-- start of QUOTED PASSAGE --

[Intel-gfx] [PATCH 1/8] drm/i915: Implement .get_format_info() hook for CCS

Daniel Stone daniel at fooishbar.org
Wed Jun 7 11:44:47 UTC 2017


Hi Vidya,

On 7 June 2017 at 12:40, Vidya Srinivas <vidya.srinivas at intel.com> wrote:
> +static const struct drm_format_info ccs_formats[] = {
> +       { .format = DRM_FORMAT_XRGB8888, .depth = 24, .num_planes = 2, .cpp = { 4, 1, }, .hsub = 16, .vsub = 8, },
> +       { .format = DRM_FORMAT_XBGR8888, .depth = 24, .num_planes = 2, .cpp = { 4, 1, }, .hsub = 16, .vsub = 8, },
> +       { .format = DRM_FORMAT_ARGB8888, .depth = 32, .num_planes = 2, .cpp = { 4, 1, }, .hsub = 16, .vsub = 8, },
> +       { .format = DRM_FORMAT_ABGR8888, .depth = 32, .num_planes = 2, .cpp = { 4, 1, }, .hsub = 16, .vsub = 8, },
> +};

I notice that here hsub/vsub are declared as 16x8. In Ville's tree
which I pulled my submission from, this is 8x16, which aligns with
this comment (missing from your submission):
/*
 * 1 byte of CCS actually corresponds to 16x8 pixels on the main
 * surface, and the memory layout for the CCS tile us 64x64 bytes.

-- end of QUOTED PASSAGE --
-- start of PROVIDED ENTRIES --

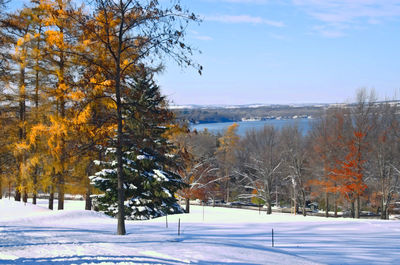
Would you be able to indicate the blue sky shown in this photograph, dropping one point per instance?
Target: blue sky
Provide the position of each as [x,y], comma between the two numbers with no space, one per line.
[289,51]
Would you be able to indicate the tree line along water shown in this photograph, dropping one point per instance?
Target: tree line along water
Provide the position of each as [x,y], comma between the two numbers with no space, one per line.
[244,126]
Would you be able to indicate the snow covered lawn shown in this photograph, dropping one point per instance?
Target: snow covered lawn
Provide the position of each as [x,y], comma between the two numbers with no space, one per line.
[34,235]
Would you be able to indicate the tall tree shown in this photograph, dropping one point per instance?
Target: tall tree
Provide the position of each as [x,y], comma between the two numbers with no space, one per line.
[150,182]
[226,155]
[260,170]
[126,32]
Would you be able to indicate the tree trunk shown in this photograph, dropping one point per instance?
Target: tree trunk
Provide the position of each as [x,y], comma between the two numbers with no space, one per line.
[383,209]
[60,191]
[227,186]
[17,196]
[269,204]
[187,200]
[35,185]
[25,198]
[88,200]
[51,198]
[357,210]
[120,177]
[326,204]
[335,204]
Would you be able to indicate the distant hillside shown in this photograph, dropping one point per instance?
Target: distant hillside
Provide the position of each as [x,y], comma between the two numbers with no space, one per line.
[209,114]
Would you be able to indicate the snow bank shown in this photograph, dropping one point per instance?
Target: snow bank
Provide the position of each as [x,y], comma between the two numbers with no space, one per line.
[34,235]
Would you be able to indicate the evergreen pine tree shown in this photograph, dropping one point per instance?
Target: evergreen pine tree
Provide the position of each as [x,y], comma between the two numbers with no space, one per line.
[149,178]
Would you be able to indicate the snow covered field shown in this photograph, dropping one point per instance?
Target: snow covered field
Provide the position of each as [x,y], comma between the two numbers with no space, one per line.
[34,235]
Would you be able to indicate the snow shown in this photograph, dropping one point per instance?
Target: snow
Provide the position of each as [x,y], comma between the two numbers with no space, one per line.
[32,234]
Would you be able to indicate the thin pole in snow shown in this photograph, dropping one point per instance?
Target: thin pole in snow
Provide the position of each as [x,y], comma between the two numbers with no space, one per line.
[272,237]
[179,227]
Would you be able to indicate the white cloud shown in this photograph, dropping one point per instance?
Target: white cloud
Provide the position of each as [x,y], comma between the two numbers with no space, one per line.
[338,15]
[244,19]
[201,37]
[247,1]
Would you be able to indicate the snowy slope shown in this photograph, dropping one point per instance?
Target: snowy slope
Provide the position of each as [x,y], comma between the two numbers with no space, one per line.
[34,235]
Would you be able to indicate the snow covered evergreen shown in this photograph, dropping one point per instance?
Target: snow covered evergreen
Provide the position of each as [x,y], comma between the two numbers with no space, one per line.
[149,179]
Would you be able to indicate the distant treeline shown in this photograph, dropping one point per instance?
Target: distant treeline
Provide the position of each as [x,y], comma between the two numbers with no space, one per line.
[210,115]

-- end of PROVIDED ENTRIES --
-- start of PROVIDED ENTRIES --

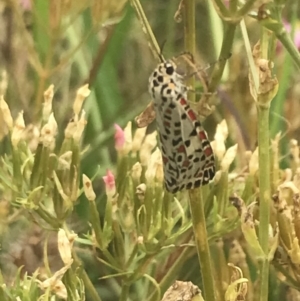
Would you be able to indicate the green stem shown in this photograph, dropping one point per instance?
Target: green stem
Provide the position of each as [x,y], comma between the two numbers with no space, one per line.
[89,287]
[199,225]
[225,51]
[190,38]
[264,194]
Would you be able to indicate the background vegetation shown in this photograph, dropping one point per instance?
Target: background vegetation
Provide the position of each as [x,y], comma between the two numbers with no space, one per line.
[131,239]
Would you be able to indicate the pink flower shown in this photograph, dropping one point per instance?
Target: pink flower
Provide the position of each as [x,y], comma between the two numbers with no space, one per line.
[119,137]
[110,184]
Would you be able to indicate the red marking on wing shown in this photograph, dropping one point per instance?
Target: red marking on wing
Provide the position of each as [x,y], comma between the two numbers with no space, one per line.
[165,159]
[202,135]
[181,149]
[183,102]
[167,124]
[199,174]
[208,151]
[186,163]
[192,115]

-- end of PROVIDED ENTRIES --

_TASK A:_
Could you reproduce the patch review email, starting at "I notice that" and ending at "us 64x64 bytes."?
_TASK B:_
Which lines of the records contain the string "pink"? Report each of them in full, with letter case counting in the match.

_EXERCISE OUTPUT A:_
I notice that here hsub/vsub are declared as 16x8. In Ville's tree
which I pulled my submission from, this is 8x16, which aligns with
this comment (missing from your submission):
/*
 * 1 byte of CCS actually corresponds to 16x8 pixels on the main
 * surface, and the memory layout for the CCS tile us 64x64 bytes.

_EXERCISE OUTPUT B:_
Would you be able to indicate the pink flower shown in this photograph, dropping one point per instance?
Target: pink flower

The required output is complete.